Women of Goodness

Gary Smith, SJ, on Sudanese refugee mothers:

“I have known and wept with and consoled the Sudanese refugee woman, particularly as she is a mother. When you know her as a mother, you understand how she can age so quickly. The Sudanese refugee mother is poor and frequently has a baby strapped to her back or nursing at her breast. She is always working—sweeping, cooking, cleaning, carrying huge loads on her head—and is often pregnant; most likely, she has had children who have died of malaria. She is friendly and long-suffering, loves to talk and joke with her sisters, is close to her tribe and clan, most often cannot read or write, and is born into and suffers from a rigid male-dominated culture. She dies young. Often she is old before her time, but she possesses an interior beauty that endures until she dies. She would die in an eye blink for her family.

“I have buried her after childbirth. I have anointed her as she was dying of some tropical disease. I have given her alms when she has extended her hand, fingers lost to leprosy. I have raced my car over impossible roads to get her to a clinic where she can deliver her baby. I have been with her when she is dying of the shock of a breech birth, a little foot sticking out of her body. I have helped her younger daughters continue with their studies in the face of a cultural attitude that educating a girl child is not necessary—an attitude she has faced firsthand. I have fallen in love with the African mother, whose goodness and beauty have left me shaking.

[Tasks to perform]:
(a) According to the passage on Sudanese refugee mothers, what disease has most likely killed some of the refugee mother's children?
(b) Write a continuation of the passage on Sudanese refugee mothers, starting after its final sentence.

Referring expression data:
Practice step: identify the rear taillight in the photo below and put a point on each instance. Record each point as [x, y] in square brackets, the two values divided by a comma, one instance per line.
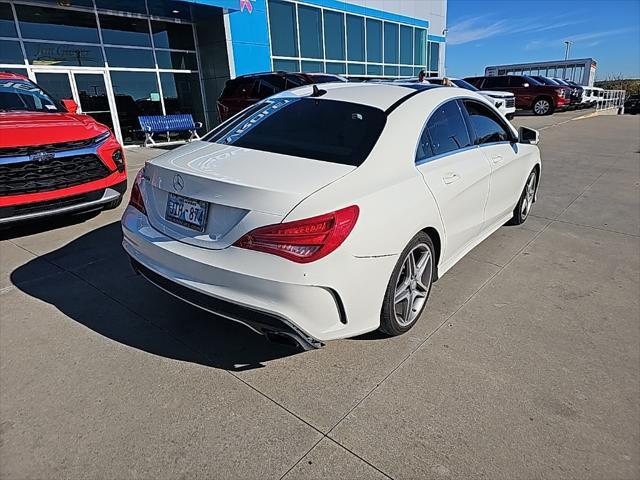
[303, 241]
[135, 200]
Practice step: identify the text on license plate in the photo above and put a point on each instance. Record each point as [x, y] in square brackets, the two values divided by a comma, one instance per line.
[187, 212]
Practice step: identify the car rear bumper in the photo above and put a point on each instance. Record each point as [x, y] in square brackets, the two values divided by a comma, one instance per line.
[84, 201]
[270, 295]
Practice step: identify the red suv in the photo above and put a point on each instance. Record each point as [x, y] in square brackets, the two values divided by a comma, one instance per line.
[246, 90]
[52, 159]
[530, 94]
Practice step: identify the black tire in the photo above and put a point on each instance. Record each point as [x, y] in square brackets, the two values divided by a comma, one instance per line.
[113, 204]
[523, 208]
[396, 321]
[542, 106]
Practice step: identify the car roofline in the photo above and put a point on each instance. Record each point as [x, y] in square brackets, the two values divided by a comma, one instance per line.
[416, 87]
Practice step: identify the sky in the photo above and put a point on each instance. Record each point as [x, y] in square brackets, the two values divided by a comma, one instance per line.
[496, 32]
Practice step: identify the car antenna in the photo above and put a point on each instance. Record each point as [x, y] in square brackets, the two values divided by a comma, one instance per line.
[317, 92]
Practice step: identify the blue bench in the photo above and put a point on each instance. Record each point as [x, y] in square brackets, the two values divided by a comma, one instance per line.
[151, 124]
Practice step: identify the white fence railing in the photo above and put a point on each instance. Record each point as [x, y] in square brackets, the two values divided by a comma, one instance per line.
[610, 99]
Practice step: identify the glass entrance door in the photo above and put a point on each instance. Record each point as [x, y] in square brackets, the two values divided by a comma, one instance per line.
[92, 97]
[58, 84]
[88, 89]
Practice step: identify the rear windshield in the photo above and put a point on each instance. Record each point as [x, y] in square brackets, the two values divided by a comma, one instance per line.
[327, 130]
[22, 95]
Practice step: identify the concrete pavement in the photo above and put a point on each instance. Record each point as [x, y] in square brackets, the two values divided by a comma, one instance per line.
[525, 364]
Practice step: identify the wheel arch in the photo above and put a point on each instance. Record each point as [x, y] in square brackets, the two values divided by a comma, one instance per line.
[437, 245]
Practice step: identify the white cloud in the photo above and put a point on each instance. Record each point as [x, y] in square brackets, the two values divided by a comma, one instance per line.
[487, 26]
[593, 38]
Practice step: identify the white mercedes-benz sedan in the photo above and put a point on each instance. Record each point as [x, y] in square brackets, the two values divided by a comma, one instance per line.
[319, 214]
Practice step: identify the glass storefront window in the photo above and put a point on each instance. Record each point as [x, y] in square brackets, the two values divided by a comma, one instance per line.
[7, 25]
[420, 47]
[178, 36]
[406, 45]
[129, 57]
[286, 65]
[76, 3]
[337, 68]
[374, 70]
[355, 38]
[181, 93]
[10, 52]
[125, 31]
[312, 66]
[356, 69]
[55, 84]
[136, 94]
[58, 54]
[168, 8]
[391, 71]
[21, 71]
[310, 21]
[121, 5]
[374, 40]
[434, 56]
[57, 24]
[334, 35]
[390, 42]
[176, 60]
[282, 19]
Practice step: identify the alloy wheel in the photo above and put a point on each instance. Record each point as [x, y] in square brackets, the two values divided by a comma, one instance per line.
[412, 286]
[541, 107]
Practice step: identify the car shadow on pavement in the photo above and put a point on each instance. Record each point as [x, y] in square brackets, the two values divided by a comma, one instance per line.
[97, 288]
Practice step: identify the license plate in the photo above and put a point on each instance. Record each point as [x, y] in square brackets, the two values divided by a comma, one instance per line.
[187, 212]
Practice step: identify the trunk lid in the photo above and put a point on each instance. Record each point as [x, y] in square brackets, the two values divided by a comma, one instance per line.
[244, 188]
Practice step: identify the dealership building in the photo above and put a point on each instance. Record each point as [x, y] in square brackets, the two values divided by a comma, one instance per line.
[123, 58]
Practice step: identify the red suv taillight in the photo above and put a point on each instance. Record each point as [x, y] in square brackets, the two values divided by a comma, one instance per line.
[135, 200]
[303, 241]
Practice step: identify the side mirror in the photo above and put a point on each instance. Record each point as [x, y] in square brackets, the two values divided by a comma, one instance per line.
[70, 105]
[528, 135]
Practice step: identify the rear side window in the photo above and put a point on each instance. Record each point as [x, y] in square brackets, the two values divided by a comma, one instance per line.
[294, 81]
[445, 132]
[267, 86]
[517, 81]
[327, 130]
[325, 79]
[487, 126]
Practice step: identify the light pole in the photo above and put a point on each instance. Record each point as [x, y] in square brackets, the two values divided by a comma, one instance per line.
[568, 44]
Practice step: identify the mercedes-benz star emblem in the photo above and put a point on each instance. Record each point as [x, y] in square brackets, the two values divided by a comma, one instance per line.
[178, 182]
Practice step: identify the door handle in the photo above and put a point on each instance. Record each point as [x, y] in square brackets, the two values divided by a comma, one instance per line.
[450, 178]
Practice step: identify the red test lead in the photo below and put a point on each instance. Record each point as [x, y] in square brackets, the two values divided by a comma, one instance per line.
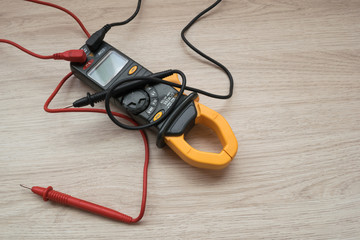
[49, 194]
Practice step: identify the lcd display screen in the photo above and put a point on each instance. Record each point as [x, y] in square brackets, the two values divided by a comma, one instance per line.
[108, 67]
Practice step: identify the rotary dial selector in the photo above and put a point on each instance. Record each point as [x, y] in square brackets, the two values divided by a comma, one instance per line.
[136, 101]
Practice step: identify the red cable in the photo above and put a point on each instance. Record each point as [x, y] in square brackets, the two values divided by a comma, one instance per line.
[65, 10]
[146, 163]
[76, 55]
[26, 50]
[48, 193]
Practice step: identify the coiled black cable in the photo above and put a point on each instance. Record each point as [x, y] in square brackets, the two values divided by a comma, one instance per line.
[96, 39]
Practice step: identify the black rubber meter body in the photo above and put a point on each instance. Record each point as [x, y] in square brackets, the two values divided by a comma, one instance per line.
[146, 103]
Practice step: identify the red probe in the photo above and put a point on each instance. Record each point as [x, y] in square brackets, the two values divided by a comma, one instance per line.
[49, 194]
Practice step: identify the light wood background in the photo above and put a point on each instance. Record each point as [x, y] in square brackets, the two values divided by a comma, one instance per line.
[295, 113]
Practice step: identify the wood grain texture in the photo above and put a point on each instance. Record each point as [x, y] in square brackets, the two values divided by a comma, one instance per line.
[295, 112]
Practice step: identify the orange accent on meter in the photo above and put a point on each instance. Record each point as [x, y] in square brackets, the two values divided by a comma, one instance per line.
[132, 70]
[157, 116]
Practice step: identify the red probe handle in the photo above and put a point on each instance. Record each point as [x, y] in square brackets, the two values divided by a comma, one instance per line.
[49, 194]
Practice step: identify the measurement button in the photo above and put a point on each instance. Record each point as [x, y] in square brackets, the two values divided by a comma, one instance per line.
[132, 70]
[150, 110]
[158, 115]
[154, 102]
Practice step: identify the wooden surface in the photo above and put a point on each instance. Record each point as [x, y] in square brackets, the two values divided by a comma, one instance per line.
[295, 113]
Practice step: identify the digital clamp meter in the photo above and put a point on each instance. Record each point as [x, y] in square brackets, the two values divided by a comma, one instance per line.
[147, 103]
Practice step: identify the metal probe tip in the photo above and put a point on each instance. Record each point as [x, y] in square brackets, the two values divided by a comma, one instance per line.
[21, 185]
[70, 106]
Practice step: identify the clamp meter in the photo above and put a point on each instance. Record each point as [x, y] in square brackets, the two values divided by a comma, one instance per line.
[147, 103]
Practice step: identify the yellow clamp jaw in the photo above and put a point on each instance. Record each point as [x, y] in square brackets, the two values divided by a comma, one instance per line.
[219, 125]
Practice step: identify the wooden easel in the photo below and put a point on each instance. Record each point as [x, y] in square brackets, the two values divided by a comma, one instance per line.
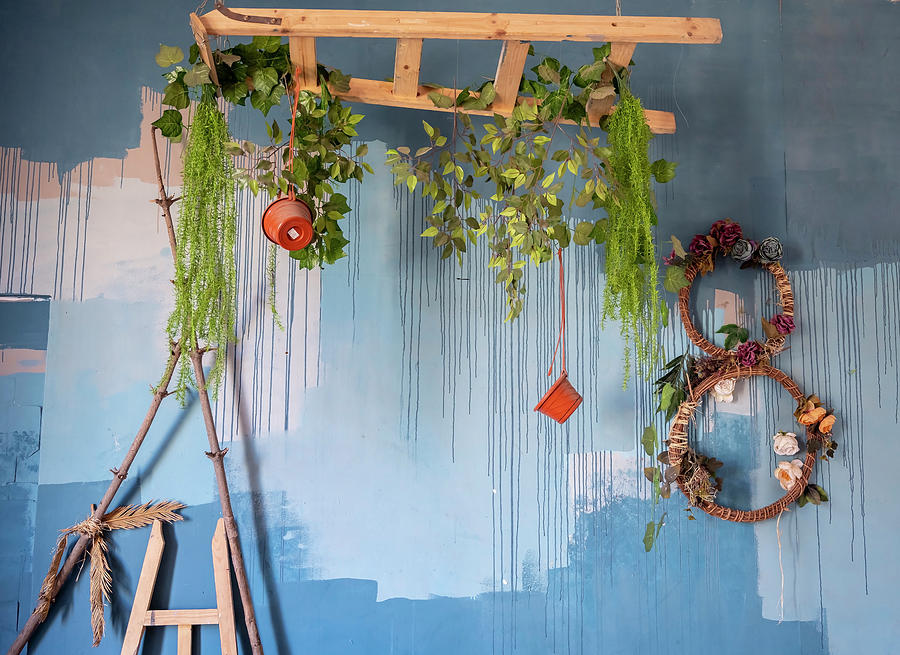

[Answers to each task]:
(a) Malaria.

(b)
“One day, such a mother, Mary Kenyi, came to me. Her old body was covered in a threadbare dress. She often came by, asking for a few beans or some grain and sometimes for a blanket. She has nothing, not even a son or daughter to care for her in her old age. All of her children were killed in the Sudan civil war, along with her husband. I saw her, a long walking stick in hand, coming toward me as I was conversing with a staff member outside our compound. I thought to myself, perhaps with an edge of irritation, I wonder what she will be asking for today?  She carried a small plastic bag and handed it to me, giving me a smile that would capture the heart of the most heartless.

“In the bag was a gift for me.

Three eggs.”

From They Come Back Singing: Finding God with the Refugees

7 COMMENTS

  1. In this country of plenty, 3 eggs would hardly make you smile. But after reading this, 3 eggs is equivalent to the love Mary Kenyi is wholeheartedly giving. She has nothing except those eggs; maybe that’s the only food she has left and yet and yet, she was willing to give it away, for the love of Fr. Smith.

    The glitter of gold will surely put a smile on my face; but not as deep as what the 3 eggs will.

  2. Thank you for sharing. A profound message there for everyone. What a beautiful, remarkable soul is/was this woman! An updated script from the gospel of the old widow giving her (only) two coins at the Temple.